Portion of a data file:
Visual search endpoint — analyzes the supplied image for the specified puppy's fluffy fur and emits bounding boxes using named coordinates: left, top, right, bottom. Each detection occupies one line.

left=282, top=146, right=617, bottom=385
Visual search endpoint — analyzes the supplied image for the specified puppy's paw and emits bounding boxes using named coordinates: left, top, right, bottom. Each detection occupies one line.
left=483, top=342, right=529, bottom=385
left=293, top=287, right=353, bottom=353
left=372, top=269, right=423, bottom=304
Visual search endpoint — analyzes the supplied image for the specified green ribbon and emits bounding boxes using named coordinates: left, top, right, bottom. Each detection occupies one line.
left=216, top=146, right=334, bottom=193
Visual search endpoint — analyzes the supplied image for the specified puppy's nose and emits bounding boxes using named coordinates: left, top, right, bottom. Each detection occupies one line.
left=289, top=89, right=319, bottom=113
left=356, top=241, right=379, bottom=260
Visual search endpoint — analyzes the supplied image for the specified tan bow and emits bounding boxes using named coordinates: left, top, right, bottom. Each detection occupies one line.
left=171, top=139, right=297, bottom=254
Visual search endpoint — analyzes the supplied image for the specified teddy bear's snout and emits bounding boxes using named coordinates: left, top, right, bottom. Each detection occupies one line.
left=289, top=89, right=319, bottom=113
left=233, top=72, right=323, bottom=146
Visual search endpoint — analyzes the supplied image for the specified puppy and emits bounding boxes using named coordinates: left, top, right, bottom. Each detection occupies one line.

- [TASK BRIEF] Count the lines above that contain the string "puppy". Reply with the number alone.

- [IN RESPONSE] 4